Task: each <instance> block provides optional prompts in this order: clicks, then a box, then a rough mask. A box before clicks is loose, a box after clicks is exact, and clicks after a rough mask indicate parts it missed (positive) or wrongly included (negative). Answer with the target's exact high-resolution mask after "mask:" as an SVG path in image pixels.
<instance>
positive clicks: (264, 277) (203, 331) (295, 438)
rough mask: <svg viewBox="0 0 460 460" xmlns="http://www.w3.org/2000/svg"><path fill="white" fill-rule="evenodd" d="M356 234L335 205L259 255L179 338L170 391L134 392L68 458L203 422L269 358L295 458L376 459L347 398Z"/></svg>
************
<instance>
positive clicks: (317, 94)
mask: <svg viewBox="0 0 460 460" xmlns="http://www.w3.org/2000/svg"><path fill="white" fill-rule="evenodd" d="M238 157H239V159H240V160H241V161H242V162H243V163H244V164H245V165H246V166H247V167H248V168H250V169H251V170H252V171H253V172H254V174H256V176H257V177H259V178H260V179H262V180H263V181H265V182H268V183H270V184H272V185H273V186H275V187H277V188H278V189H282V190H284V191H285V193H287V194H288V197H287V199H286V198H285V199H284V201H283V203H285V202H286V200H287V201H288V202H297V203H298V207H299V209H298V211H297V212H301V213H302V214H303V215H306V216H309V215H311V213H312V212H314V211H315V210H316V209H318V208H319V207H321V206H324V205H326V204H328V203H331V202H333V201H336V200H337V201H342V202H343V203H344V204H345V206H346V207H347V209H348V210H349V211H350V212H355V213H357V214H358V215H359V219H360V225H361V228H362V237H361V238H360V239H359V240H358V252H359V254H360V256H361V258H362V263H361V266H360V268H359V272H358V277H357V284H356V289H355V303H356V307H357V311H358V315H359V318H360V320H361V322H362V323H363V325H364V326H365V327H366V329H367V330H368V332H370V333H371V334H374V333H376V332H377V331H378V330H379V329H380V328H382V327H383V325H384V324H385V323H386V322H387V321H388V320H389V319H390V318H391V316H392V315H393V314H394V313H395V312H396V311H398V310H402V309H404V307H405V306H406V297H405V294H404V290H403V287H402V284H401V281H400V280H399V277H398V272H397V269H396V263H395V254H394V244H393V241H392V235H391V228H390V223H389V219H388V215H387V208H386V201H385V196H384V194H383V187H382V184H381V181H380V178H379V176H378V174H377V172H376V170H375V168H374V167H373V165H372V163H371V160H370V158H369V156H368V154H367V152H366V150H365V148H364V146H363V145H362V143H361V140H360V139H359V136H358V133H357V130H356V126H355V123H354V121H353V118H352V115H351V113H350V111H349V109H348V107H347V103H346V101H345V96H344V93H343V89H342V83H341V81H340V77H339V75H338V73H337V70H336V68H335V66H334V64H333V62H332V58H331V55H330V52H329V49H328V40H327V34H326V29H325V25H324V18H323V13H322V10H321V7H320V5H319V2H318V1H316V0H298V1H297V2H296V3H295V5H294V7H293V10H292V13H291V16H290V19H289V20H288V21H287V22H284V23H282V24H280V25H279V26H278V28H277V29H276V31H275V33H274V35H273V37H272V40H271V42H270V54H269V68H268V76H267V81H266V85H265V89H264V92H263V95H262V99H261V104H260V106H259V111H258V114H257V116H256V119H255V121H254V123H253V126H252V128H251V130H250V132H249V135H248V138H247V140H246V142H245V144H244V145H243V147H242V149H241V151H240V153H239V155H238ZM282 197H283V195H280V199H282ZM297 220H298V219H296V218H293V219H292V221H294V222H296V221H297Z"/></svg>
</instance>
************
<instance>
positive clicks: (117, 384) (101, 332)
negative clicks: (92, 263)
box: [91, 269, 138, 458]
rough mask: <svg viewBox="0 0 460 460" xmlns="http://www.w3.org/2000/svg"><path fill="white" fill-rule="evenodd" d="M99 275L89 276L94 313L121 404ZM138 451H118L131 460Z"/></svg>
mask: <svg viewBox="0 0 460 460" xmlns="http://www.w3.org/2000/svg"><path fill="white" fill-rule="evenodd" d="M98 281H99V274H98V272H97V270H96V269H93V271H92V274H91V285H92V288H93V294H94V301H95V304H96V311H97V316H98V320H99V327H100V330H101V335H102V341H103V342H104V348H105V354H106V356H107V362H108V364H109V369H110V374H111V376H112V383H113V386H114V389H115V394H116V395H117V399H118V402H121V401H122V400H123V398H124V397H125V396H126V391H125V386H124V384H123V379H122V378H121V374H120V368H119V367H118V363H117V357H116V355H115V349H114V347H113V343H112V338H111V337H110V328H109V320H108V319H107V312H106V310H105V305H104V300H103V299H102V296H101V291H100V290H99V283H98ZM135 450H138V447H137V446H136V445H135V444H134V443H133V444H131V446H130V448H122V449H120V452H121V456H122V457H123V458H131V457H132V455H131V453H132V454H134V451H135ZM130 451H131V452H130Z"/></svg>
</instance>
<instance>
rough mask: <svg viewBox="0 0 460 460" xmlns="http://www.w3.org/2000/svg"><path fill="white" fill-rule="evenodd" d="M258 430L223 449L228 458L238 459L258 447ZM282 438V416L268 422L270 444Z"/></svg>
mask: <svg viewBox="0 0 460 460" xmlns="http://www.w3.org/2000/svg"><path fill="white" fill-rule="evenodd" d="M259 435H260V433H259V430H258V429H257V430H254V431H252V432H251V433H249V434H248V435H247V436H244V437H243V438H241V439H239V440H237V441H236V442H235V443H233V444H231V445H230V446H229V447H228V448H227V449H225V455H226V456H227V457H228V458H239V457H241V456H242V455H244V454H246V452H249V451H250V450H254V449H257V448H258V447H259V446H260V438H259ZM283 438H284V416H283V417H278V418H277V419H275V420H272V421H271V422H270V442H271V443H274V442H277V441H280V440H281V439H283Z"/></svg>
************
• _Instructions to follow_: When the word "negative" appears in a line of the data, that line is counted; report the number only.

• _Exercise output_: 2